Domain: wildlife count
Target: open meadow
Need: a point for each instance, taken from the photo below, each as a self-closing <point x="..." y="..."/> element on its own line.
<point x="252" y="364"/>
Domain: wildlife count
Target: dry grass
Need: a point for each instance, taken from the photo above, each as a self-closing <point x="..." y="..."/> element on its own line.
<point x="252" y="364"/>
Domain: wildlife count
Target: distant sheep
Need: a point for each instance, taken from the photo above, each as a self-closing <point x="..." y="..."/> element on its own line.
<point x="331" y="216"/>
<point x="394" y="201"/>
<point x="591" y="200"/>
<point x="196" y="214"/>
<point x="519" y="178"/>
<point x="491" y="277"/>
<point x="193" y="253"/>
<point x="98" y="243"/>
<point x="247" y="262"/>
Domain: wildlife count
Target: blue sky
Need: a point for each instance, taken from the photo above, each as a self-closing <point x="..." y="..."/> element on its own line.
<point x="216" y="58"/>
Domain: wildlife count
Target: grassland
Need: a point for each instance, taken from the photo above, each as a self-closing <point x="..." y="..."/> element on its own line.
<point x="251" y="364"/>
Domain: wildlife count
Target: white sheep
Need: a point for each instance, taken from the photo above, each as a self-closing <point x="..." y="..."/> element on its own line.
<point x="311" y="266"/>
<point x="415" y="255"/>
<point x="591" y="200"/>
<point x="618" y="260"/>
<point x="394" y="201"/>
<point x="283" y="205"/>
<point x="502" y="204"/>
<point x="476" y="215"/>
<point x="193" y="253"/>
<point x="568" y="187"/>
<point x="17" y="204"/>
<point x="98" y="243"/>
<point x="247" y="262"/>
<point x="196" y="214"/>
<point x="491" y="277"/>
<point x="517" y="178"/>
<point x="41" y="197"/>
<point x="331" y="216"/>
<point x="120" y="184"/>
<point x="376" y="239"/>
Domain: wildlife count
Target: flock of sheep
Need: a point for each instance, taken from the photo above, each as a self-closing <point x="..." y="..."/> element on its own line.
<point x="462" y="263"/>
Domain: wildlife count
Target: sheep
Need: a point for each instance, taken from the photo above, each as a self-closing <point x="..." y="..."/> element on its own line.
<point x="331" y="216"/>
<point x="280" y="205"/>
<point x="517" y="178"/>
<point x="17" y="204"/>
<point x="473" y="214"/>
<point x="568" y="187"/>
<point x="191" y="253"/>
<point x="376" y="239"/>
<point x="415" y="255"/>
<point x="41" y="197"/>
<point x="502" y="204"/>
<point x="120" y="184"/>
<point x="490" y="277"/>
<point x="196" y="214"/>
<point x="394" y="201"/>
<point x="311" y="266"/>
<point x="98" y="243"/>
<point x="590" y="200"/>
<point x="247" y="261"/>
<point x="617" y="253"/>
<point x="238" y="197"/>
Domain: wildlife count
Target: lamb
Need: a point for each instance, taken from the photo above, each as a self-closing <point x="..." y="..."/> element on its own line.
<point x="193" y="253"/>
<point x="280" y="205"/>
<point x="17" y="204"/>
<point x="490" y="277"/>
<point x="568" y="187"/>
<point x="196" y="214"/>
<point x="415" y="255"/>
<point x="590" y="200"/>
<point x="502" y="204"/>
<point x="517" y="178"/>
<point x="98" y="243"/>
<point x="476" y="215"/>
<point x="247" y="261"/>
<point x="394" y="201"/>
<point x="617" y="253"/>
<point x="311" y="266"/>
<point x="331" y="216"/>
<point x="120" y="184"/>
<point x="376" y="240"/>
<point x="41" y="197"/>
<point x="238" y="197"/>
::::
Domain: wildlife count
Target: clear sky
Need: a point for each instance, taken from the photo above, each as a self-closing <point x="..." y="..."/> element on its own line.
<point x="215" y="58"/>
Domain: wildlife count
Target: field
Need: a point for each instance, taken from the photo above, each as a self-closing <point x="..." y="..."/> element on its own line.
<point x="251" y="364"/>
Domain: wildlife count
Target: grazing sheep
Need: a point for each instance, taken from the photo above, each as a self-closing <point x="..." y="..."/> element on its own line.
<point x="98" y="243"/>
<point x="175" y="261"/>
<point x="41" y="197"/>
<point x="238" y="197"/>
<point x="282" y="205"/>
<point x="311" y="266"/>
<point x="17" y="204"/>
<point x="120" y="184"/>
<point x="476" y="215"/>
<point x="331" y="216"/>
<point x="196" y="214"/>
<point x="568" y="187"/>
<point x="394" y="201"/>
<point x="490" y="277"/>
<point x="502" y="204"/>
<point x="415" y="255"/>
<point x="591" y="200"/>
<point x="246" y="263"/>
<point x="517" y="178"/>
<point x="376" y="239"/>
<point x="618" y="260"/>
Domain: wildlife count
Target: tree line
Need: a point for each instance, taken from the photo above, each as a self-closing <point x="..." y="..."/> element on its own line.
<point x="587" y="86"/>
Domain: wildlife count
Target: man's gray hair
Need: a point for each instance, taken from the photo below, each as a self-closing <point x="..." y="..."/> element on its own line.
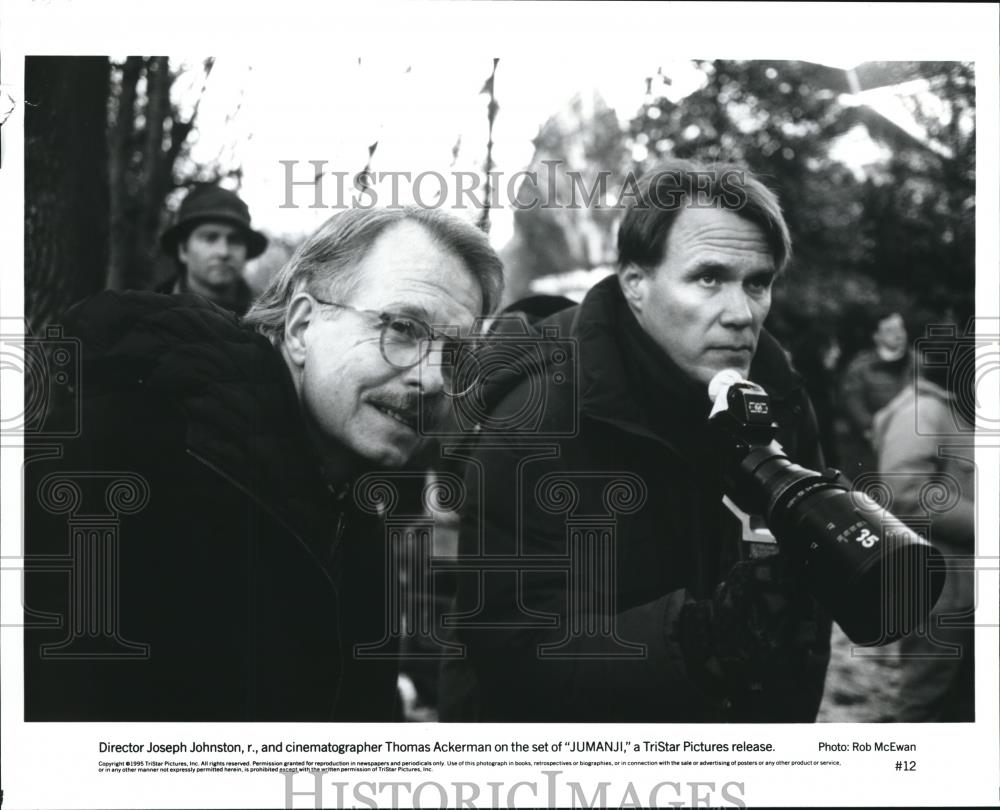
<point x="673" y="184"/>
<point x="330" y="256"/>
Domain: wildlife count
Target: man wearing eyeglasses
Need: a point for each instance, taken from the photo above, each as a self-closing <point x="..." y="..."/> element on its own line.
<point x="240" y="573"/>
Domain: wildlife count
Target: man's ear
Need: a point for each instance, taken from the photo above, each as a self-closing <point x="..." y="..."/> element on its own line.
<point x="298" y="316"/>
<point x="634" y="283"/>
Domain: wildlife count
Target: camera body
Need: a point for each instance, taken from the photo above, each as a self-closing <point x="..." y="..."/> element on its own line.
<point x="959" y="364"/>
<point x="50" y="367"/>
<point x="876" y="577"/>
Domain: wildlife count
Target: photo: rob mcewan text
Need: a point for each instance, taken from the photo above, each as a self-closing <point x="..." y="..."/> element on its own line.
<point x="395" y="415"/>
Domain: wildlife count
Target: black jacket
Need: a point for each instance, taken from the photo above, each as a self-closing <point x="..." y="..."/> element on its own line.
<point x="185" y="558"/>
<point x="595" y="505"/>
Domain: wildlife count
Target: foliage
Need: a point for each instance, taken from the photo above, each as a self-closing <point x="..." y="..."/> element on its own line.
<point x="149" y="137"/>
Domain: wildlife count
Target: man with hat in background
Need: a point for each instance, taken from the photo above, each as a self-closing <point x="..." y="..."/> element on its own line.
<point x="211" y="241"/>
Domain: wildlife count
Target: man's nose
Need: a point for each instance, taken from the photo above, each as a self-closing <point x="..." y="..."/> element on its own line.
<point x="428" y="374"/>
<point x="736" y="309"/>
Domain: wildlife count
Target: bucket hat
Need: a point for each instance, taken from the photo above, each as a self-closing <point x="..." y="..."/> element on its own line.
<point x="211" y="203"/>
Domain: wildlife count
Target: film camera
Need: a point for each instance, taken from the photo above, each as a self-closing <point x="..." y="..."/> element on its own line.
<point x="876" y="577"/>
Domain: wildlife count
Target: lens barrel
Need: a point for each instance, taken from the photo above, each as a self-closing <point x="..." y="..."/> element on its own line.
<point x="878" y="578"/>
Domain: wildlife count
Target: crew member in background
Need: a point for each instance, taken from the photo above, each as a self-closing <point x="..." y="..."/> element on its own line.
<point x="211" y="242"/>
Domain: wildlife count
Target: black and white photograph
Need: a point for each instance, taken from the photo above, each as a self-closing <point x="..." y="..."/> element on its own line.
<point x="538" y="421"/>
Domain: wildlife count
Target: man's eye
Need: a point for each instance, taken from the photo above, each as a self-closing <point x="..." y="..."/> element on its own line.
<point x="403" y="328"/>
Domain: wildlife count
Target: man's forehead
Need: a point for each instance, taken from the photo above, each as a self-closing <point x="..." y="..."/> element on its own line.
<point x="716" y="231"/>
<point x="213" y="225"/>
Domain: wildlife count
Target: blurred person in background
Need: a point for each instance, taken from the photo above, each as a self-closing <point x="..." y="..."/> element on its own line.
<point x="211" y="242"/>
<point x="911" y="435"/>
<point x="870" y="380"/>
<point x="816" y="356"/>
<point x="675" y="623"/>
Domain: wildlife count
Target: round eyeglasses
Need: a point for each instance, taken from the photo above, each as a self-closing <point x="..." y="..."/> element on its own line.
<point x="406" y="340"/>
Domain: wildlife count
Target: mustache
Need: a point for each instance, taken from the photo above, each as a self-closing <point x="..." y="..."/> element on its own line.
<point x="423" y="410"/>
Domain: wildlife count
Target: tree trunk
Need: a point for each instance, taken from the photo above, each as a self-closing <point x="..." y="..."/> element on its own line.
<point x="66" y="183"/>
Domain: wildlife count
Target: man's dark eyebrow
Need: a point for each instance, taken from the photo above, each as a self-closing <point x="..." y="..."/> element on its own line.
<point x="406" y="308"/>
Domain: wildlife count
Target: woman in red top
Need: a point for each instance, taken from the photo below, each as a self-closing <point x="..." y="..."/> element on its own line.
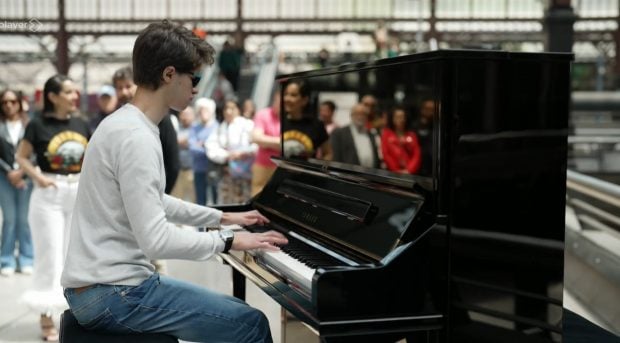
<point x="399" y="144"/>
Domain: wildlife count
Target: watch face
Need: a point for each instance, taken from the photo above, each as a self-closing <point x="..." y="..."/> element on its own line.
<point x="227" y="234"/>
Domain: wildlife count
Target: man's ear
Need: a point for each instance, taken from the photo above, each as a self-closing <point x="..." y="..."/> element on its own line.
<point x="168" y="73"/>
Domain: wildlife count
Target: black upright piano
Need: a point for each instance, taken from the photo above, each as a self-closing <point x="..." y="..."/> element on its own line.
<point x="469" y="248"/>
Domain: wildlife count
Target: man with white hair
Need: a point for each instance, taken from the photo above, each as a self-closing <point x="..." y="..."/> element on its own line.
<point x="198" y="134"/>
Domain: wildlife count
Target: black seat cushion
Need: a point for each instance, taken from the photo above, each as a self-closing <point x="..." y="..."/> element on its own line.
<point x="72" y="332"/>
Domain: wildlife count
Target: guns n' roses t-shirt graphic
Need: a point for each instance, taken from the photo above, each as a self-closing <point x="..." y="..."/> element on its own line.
::::
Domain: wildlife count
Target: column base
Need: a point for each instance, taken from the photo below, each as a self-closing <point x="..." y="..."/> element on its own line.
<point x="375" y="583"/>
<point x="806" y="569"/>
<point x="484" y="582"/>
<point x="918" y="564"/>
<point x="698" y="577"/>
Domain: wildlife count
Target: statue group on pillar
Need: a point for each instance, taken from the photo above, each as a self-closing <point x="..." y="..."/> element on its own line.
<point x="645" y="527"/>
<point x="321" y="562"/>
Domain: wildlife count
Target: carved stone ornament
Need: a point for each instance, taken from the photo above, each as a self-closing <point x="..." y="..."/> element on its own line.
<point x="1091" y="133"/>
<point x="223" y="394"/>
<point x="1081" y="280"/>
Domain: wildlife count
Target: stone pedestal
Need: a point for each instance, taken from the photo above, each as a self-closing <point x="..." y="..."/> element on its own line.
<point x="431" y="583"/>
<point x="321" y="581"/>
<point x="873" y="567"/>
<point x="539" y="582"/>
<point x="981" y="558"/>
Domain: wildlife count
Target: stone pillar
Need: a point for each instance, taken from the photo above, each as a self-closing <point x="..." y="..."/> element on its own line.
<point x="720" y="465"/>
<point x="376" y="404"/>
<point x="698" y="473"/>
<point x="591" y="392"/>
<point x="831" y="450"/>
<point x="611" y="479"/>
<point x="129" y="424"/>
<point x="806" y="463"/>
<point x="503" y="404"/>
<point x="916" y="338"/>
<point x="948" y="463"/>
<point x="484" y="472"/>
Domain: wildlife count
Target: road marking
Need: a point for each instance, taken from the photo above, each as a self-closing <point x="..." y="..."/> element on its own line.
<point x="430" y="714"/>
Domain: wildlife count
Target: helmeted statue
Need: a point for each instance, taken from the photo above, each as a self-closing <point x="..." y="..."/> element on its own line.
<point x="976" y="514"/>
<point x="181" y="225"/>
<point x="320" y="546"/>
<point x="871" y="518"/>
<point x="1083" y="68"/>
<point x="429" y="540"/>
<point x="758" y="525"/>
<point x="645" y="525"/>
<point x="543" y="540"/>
::::
Exercise details » How many lines in the records above contain the word "eyeglasses"? Case matters, so count only exact matches and reply with the number alone.

Reply to the exercise » 2